▶ **DIRECTIVE**: Set down, word for word, the entries starting at the line that contains "the white surf" and ending at the line that contains "column 657, row 256", with both of those lines included.

▶ **ENTRIES SUPPLIED**:
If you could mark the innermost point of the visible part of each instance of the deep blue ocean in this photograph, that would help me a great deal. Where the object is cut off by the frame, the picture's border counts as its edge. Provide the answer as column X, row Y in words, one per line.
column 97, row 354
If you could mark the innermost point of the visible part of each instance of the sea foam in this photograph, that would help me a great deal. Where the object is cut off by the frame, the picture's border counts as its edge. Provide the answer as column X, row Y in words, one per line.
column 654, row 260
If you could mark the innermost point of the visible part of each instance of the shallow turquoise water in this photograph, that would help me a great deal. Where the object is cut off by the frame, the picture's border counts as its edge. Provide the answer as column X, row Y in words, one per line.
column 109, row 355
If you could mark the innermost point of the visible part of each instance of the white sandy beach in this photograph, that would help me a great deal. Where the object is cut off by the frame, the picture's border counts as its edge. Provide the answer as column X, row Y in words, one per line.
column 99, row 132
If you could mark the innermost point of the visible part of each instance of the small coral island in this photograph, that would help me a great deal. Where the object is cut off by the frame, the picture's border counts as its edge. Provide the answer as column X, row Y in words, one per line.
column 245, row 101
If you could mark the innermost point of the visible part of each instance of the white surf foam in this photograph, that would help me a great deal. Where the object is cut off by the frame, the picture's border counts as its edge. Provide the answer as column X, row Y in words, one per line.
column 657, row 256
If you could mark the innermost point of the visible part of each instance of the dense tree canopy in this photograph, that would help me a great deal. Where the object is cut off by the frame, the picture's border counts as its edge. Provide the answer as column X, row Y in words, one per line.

▶ **THE RESULT**:
If you could mark the innermost point of the visible part of each instance of the white surf foam in this photograph, that would help me a great deal. Where the object is cut off by the frame, the picture's border counts as its edge. Provide the answer as column X, row Y in words, one per line.
column 657, row 256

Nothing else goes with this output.